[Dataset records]
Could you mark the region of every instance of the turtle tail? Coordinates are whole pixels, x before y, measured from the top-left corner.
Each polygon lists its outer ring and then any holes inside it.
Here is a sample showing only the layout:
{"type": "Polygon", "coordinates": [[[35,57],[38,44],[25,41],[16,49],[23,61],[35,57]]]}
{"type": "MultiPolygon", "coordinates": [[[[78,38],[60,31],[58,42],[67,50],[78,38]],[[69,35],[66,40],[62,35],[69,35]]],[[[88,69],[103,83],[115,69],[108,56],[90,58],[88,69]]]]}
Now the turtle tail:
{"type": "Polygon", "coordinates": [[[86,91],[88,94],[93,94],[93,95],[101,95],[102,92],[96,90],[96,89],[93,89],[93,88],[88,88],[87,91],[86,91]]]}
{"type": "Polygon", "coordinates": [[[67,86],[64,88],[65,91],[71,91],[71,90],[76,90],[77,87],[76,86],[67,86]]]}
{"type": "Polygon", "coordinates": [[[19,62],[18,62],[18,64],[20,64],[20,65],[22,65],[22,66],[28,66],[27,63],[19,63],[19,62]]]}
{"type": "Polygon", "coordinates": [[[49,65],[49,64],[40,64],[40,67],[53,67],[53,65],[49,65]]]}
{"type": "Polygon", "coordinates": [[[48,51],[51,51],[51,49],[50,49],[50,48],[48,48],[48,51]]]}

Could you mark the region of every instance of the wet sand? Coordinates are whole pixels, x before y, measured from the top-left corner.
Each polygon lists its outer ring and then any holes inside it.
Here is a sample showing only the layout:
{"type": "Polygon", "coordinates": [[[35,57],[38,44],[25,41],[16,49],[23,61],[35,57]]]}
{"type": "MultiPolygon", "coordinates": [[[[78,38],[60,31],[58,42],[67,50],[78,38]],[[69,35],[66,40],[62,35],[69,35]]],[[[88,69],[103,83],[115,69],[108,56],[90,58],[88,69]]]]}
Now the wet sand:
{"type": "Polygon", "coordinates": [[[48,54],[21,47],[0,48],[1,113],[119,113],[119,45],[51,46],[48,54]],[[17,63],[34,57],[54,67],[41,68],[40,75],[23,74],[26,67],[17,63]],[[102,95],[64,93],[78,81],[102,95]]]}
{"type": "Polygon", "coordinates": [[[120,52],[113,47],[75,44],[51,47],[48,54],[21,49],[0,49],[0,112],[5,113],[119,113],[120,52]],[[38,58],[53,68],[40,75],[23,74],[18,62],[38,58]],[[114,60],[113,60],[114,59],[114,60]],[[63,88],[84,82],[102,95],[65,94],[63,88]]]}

Exercise description :: Rewrite the items starting at the line containing "Could you mark the region of every instance of the wet" and ending at the last line of the items, both ends included. Adjust every coordinate in the answer outlines by adding -41, and copy all other lines unchanged.

Response ::
Could you mark the region of every instance of the wet sand? Coordinates are whole pixels, x before y, measured from the top-left corner.
Each polygon lists its outer ring and then any holes inside it.
Here is a sample showing only the layout:
{"type": "Polygon", "coordinates": [[[35,57],[38,44],[25,41],[16,49],[23,61],[35,57]]]}
{"type": "MultiPolygon", "coordinates": [[[[78,38],[60,31],[58,42],[67,50],[78,38]],[[69,35],[66,40],[62,35],[69,35]]],[[[88,69],[103,83],[115,69],[108,56],[90,58],[88,69]]]]}
Now the wet sand:
{"type": "Polygon", "coordinates": [[[7,13],[-20,6],[-41,7],[-40,72],[78,72],[78,4],[10,5],[7,13]],[[-24,22],[-7,16],[13,26],[0,27],[-1,34],[-18,33],[-15,26],[-24,22]],[[61,54],[23,52],[37,40],[61,54]]]}
{"type": "Polygon", "coordinates": [[[79,11],[72,6],[34,3],[10,6],[7,13],[-20,8],[-41,8],[-41,71],[-36,72],[78,72],[79,11]],[[-3,17],[12,27],[-1,34],[-18,33],[-23,21],[-3,17]],[[73,19],[72,19],[73,18],[73,19]],[[22,47],[43,41],[61,54],[24,53],[22,47]]]}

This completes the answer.